*** PAGE EXTRACT Section Begins ***

For some legacy restaurant owners, this was an unprecedented, somewhat scary step. But it was vital in establishing a lifeline to its customers and to the community.
“Before the COVID-19 crisis, my social media experience was limited to using applications like Yahoo email or YouTube on my mobile phone,” Yamauchi said. “As for Facebook, I truly thought that this was something sold in a bookstore.”
With Lochridge’s help, Yamauchi was able to update his webpage reflecting its new hours (11:30 a.m. until 3 p.m. and 5 p.m. until 9 p.m., seven days a week), set up an Uber Eats account, and claim and begin posting on its Facebook page (Facebook auto-generates pages for businesses, but owners don’t always know how to take control of them). An Instagram account is being worked on.
“Long ago,” he wrote in his first Facebook post, “I remember my father, a very grumpy old man often complaining, ‘These young people, they’re doing nothing!’ And I have also often found myself saying the very same thing. But now, in these dark times in Little Tokyo, young people are coming to me and saying, ‘We are here for you in this time, let’s fight through this together.’”
So far, the post has 202 likes and 31 comments, all of them positive.
One person commented, “You have such a special place in our hearts. Hang in there. We’ll be ordering from UberEats very soon.”

*** PAGE EXTRACT Section Ends ***
*** EXERCISE DATA Section Begins ***

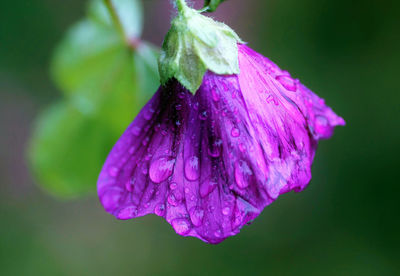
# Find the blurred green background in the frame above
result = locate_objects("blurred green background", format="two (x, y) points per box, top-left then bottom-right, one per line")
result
(0, 0), (400, 275)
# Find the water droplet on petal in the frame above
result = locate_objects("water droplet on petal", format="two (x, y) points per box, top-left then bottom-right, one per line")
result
(189, 206), (204, 227)
(154, 203), (165, 217)
(167, 190), (182, 207)
(169, 182), (178, 190)
(211, 88), (219, 102)
(100, 189), (122, 211)
(108, 167), (119, 177)
(125, 178), (135, 192)
(185, 156), (200, 181)
(315, 115), (328, 126)
(222, 207), (231, 216)
(117, 206), (137, 220)
(199, 111), (208, 121)
(171, 218), (191, 236)
(208, 146), (221, 158)
(200, 180), (217, 198)
(132, 126), (141, 136)
(239, 143), (246, 152)
(231, 127), (240, 137)
(267, 95), (279, 105)
(276, 75), (297, 92)
(235, 160), (253, 189)
(128, 146), (135, 154)
(149, 156), (175, 184)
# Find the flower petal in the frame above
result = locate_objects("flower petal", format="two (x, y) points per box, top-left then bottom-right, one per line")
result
(98, 45), (344, 243)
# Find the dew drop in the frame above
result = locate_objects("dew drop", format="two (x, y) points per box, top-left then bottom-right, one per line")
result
(231, 127), (240, 137)
(189, 206), (204, 227)
(100, 189), (122, 211)
(167, 190), (182, 207)
(185, 156), (200, 181)
(235, 160), (253, 189)
(142, 165), (149, 175)
(267, 95), (279, 105)
(171, 218), (191, 236)
(207, 146), (221, 158)
(211, 88), (219, 102)
(132, 126), (141, 136)
(239, 143), (246, 153)
(128, 146), (135, 154)
(169, 182), (178, 190)
(276, 75), (297, 92)
(149, 157), (175, 184)
(222, 207), (231, 216)
(199, 111), (208, 121)
(154, 203), (165, 217)
(117, 206), (137, 220)
(125, 178), (135, 192)
(315, 115), (328, 127)
(108, 167), (119, 177)
(200, 180), (217, 198)
(142, 137), (150, 146)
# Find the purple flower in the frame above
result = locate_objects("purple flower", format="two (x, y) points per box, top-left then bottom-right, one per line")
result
(98, 44), (345, 243)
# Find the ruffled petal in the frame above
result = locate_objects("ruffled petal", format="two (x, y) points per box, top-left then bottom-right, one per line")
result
(98, 45), (344, 243)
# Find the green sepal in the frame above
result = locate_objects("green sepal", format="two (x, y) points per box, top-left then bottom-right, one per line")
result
(204, 0), (225, 12)
(158, 0), (243, 93)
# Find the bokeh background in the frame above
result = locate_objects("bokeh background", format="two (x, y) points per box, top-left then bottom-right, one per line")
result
(0, 0), (400, 275)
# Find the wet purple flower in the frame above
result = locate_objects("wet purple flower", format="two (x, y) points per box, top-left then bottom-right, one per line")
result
(98, 44), (345, 243)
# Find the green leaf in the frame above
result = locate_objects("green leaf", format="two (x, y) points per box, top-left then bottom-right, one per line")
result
(88, 0), (143, 40)
(204, 0), (225, 12)
(29, 0), (159, 198)
(29, 102), (116, 198)
(159, 0), (242, 93)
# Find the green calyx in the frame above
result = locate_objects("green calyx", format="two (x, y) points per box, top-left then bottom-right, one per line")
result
(158, 0), (243, 93)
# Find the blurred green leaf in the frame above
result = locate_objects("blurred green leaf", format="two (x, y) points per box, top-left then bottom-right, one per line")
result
(204, 0), (225, 12)
(29, 0), (159, 197)
(88, 0), (143, 40)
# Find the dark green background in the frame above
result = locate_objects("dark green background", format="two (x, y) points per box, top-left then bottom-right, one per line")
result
(0, 0), (400, 275)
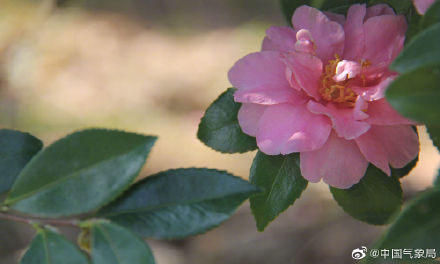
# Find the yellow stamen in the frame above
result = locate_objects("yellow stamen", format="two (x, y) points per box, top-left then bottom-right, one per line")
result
(319, 54), (357, 107)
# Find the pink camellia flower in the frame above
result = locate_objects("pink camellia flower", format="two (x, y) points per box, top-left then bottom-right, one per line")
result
(229, 5), (419, 188)
(413, 0), (435, 15)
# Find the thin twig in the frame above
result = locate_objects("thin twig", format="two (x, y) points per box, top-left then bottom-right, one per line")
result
(0, 213), (79, 227)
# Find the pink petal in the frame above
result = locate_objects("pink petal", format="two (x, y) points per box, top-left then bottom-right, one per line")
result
(364, 4), (396, 20)
(285, 52), (322, 100)
(324, 11), (345, 26)
(365, 98), (417, 126)
(228, 51), (290, 90)
(238, 104), (267, 137)
(300, 132), (368, 189)
(351, 76), (394, 101)
(355, 125), (419, 175)
(292, 6), (344, 62)
(257, 104), (331, 155)
(343, 4), (366, 60)
(363, 15), (406, 64)
(413, 0), (435, 15)
(262, 27), (296, 52)
(234, 86), (307, 105)
(353, 96), (368, 120)
(307, 100), (370, 140)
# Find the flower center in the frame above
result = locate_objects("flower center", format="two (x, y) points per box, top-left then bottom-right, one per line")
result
(319, 54), (362, 107)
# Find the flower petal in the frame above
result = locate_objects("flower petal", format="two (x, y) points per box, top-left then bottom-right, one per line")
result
(365, 98), (417, 126)
(300, 132), (368, 189)
(355, 125), (419, 175)
(413, 0), (435, 15)
(234, 86), (307, 105)
(351, 77), (394, 101)
(257, 104), (331, 155)
(262, 27), (296, 52)
(292, 6), (344, 62)
(238, 104), (267, 137)
(364, 4), (396, 20)
(343, 4), (366, 60)
(284, 52), (322, 100)
(324, 11), (345, 26)
(228, 51), (290, 90)
(307, 100), (370, 139)
(364, 15), (406, 64)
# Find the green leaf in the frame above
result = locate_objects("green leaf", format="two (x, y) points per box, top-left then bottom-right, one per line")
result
(387, 64), (440, 124)
(390, 23), (440, 73)
(197, 88), (257, 153)
(5, 129), (156, 217)
(330, 165), (402, 225)
(420, 1), (440, 29)
(250, 152), (307, 231)
(280, 0), (368, 25)
(365, 189), (440, 263)
(426, 124), (440, 151)
(98, 168), (258, 238)
(20, 228), (89, 264)
(0, 129), (43, 193)
(90, 220), (154, 264)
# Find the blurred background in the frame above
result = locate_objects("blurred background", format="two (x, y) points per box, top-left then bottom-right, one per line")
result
(0, 0), (440, 264)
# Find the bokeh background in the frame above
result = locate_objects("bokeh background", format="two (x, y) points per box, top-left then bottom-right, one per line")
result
(0, 0), (440, 264)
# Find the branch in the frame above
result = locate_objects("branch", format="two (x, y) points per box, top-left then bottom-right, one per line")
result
(0, 213), (79, 227)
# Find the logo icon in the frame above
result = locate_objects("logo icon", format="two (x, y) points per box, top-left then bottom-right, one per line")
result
(351, 247), (367, 259)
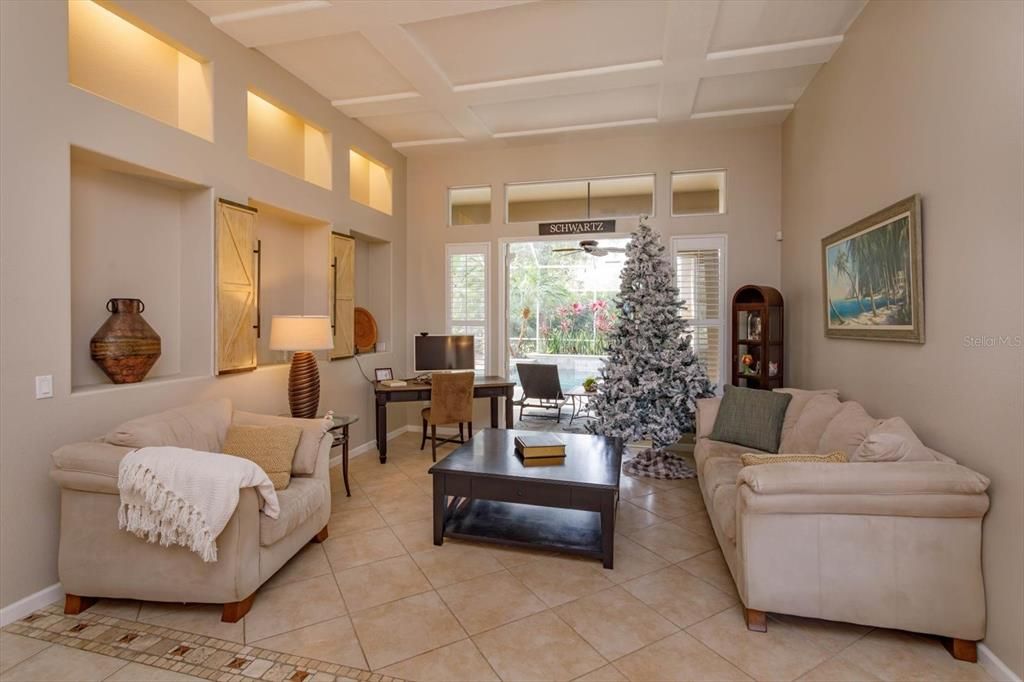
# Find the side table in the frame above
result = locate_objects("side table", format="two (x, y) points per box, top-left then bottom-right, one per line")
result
(328, 415), (359, 498)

*** EXERCISE DATA Section Ends ***

§ **EXERCISE AIM**:
Answer these from the Little Tokyo restaurant text:
(a) What new hours does Yamauchi's updated webpage show?
(b) Before the COVID-19 crisis, what did Yamauchi think Facebook was?
(c) How many likes and comments has his first Facebook post received so far?

§ **SOLUTION**:
(a) 11:30 a.m. until 3 p.m. and 5 p.m. until 9 p.m., seven days a week.
(b) Something sold in a bookstore.
(c) 202 likes and 31 comments.